• **Aim**
Give the number of lines in the rows below that contain the word "woman", counting only matches with the same case. Reply with the number alone.

• **Records supplied**
++++++++

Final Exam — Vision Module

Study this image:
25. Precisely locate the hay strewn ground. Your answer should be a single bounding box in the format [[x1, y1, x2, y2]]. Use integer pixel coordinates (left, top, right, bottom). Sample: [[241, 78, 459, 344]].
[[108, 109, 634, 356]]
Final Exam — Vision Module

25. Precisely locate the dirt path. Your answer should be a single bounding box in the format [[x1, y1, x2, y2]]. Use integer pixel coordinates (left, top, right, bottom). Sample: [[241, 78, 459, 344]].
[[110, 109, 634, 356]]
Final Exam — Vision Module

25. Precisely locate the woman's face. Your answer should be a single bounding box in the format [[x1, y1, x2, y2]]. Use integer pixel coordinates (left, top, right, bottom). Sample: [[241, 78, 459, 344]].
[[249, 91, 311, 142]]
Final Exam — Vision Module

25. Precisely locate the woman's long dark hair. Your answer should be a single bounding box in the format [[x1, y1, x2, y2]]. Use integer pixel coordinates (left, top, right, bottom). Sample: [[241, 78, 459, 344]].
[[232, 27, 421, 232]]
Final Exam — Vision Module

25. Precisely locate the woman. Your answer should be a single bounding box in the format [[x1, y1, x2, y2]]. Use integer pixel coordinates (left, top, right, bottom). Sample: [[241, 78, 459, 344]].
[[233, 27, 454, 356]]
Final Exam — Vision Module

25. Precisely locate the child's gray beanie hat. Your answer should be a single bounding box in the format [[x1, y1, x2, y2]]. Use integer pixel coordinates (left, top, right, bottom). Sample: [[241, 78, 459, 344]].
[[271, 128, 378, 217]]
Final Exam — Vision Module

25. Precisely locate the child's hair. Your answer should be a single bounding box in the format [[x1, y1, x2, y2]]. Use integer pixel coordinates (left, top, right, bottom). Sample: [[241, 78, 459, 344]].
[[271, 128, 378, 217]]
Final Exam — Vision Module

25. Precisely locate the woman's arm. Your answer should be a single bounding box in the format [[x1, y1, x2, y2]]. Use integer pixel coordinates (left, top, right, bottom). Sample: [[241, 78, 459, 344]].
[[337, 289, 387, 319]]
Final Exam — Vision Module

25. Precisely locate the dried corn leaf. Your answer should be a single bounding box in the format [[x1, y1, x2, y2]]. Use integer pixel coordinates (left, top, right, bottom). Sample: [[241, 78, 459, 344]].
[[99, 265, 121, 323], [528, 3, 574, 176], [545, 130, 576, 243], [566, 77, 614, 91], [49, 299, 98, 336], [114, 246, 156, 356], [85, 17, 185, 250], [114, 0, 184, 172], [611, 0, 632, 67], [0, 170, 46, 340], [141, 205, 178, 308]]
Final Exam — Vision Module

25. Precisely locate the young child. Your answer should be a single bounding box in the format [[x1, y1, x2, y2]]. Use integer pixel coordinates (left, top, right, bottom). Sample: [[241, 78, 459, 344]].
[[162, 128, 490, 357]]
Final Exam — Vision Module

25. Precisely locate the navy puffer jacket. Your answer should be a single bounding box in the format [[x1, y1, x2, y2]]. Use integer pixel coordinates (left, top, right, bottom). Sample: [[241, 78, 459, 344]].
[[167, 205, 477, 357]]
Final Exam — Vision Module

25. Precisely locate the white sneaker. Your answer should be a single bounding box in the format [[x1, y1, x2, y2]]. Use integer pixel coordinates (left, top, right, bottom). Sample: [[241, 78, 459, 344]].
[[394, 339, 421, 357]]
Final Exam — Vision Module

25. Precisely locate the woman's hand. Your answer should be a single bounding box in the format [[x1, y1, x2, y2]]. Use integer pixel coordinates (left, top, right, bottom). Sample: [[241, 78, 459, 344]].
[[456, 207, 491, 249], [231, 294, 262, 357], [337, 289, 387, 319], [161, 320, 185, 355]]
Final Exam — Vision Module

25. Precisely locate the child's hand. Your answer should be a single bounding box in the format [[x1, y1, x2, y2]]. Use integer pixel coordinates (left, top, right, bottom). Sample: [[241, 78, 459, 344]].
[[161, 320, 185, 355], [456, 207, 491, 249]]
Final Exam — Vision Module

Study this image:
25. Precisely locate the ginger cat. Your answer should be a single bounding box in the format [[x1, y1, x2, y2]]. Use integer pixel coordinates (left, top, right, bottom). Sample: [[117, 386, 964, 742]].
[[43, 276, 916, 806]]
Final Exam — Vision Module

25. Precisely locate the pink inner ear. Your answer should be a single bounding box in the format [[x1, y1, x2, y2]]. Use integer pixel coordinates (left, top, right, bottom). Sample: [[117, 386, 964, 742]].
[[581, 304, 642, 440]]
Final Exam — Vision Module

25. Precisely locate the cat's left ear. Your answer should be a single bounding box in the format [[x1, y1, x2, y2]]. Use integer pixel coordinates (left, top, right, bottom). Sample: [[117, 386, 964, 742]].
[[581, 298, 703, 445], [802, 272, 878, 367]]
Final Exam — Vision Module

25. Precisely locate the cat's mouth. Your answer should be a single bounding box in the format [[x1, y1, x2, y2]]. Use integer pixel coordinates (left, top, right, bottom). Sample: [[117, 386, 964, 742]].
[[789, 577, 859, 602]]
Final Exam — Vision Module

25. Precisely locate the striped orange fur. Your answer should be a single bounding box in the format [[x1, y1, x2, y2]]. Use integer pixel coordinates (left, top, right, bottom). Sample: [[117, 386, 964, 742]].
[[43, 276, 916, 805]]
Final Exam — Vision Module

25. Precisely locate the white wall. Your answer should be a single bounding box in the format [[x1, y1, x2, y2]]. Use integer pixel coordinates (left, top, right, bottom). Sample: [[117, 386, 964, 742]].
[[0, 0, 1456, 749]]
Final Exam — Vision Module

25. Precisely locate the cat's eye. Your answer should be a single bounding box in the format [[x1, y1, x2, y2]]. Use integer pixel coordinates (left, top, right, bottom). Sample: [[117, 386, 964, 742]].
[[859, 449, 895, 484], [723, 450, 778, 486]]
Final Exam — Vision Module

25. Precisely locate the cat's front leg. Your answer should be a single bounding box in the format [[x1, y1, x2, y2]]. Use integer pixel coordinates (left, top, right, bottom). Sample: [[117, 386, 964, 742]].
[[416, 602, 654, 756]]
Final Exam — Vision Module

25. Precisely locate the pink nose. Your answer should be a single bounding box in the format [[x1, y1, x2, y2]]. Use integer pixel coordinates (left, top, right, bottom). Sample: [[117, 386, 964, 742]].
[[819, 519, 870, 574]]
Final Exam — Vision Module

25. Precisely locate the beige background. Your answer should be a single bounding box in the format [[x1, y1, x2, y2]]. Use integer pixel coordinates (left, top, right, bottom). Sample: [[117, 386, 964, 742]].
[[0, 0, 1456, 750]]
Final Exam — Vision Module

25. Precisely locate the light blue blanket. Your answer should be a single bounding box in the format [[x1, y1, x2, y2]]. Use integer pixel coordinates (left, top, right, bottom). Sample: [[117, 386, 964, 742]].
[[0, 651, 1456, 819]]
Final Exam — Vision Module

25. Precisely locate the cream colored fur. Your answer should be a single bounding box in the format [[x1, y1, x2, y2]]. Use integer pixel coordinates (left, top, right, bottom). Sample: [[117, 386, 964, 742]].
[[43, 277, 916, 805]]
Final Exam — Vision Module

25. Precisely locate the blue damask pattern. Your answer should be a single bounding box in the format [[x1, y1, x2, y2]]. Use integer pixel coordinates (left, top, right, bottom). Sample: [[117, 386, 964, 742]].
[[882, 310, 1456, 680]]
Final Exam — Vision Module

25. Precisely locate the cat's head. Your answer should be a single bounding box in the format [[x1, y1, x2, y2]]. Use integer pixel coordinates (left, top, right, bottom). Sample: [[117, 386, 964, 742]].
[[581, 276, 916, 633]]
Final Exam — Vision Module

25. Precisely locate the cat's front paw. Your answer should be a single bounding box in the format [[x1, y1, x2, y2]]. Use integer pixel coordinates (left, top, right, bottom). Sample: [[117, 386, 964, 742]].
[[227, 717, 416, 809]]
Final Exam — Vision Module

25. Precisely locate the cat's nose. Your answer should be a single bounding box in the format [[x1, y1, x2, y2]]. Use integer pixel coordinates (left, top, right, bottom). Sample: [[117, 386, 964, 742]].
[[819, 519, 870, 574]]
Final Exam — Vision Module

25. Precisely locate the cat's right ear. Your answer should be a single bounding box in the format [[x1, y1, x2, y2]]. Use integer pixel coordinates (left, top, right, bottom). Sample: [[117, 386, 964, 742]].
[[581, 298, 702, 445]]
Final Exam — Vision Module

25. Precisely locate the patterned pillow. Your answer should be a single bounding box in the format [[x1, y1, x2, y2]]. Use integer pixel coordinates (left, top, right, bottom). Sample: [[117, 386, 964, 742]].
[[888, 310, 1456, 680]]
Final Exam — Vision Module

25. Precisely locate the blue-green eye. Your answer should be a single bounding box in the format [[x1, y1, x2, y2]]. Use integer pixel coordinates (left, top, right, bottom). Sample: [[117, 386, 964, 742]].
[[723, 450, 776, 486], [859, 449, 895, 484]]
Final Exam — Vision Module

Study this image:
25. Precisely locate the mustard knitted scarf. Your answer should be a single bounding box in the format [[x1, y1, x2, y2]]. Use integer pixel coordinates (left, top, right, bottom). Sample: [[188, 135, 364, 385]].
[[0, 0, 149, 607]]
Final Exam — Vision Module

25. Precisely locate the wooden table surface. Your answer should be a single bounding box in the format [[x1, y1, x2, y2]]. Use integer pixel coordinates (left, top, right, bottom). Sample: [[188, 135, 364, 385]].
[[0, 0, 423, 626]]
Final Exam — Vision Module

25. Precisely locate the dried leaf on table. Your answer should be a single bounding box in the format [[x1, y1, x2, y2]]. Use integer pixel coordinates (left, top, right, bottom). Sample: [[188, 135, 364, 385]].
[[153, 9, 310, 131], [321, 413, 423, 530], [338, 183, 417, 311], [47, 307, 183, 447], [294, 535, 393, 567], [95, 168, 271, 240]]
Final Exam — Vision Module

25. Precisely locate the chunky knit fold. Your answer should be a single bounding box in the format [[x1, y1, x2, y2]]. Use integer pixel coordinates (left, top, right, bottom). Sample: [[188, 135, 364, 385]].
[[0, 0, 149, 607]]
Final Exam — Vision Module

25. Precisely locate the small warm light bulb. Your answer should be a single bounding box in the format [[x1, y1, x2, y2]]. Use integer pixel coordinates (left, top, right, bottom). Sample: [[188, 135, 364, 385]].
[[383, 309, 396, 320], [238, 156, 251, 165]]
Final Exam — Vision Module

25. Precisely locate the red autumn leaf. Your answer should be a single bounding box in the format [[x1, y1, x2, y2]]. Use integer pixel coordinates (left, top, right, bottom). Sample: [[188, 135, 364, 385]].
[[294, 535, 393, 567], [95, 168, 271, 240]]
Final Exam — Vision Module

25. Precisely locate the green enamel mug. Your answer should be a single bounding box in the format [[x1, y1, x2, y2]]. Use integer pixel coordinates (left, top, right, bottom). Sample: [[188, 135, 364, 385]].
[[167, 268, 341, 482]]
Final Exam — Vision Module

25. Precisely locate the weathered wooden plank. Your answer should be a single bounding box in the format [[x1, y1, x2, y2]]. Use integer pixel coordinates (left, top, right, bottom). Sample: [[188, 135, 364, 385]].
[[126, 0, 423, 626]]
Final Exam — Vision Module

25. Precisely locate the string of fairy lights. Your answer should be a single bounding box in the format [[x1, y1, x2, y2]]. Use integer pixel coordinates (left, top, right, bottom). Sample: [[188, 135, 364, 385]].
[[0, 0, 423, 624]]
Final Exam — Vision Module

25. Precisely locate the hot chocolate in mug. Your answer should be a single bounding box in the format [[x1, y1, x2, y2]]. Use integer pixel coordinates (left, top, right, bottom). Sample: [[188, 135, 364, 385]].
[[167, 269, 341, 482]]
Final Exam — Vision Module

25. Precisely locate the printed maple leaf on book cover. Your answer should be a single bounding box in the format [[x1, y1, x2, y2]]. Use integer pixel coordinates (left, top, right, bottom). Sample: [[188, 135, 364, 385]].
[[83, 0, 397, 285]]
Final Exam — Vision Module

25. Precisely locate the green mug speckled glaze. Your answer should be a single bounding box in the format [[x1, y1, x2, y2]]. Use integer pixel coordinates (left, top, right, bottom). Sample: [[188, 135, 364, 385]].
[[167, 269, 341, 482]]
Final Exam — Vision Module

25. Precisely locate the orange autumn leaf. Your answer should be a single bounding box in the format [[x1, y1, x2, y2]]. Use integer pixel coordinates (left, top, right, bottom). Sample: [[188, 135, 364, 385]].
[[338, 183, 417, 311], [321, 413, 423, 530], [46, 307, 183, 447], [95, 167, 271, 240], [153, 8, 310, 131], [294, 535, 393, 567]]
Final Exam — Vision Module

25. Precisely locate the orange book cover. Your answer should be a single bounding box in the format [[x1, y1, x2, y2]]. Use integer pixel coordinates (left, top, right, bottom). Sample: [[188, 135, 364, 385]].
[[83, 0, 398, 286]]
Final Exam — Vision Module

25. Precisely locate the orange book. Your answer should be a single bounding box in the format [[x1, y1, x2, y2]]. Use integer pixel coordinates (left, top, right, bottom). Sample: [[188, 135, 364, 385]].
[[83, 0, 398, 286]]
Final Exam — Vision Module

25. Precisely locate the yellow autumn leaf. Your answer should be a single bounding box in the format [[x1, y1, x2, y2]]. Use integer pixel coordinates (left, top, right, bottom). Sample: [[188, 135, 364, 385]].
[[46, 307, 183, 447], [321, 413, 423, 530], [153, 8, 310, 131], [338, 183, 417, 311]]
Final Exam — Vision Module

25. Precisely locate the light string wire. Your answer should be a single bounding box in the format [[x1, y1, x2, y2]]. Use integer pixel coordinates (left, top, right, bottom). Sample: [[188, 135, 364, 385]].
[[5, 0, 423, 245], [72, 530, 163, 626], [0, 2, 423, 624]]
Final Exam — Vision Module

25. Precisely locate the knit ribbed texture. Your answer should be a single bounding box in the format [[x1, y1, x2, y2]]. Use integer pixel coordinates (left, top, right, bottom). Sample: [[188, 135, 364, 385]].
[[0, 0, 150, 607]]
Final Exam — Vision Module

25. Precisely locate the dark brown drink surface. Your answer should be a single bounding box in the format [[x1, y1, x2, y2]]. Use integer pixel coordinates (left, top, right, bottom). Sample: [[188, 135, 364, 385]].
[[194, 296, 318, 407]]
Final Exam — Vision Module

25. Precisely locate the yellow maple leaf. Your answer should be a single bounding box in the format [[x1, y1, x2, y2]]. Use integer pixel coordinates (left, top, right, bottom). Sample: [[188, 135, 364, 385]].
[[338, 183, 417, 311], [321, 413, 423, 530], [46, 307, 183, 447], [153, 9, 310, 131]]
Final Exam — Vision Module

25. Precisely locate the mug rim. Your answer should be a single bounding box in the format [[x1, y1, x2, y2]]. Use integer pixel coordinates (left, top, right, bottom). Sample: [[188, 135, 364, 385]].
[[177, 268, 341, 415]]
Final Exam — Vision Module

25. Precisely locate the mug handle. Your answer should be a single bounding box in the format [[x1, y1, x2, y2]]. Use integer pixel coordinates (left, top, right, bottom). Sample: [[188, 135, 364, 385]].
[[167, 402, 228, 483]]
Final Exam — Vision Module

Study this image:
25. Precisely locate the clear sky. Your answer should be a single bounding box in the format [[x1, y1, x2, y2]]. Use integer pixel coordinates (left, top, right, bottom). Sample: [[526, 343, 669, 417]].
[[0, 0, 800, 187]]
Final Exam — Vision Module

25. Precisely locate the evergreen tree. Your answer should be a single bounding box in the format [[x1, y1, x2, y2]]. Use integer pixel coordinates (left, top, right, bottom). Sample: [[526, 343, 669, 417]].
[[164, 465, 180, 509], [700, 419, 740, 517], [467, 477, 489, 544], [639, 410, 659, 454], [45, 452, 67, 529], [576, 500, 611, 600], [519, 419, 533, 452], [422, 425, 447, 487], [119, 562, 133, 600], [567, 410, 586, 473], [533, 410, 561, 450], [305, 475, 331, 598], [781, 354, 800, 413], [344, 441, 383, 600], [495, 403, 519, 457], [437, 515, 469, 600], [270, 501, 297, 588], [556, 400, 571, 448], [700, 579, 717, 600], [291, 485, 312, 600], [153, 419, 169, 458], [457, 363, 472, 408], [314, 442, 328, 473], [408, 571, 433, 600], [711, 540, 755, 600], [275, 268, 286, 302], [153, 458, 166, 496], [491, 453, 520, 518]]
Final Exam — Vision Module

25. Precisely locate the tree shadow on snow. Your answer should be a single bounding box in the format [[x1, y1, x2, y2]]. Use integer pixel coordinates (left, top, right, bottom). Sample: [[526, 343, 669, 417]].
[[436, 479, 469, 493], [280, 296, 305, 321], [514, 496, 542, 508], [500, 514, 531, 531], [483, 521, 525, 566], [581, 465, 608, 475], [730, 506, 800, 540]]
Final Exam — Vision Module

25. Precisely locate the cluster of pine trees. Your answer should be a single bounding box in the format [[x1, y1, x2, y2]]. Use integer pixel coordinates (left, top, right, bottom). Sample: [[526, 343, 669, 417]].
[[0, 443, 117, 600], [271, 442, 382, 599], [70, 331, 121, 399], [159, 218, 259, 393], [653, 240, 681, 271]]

++++++++

• **Final answer**
5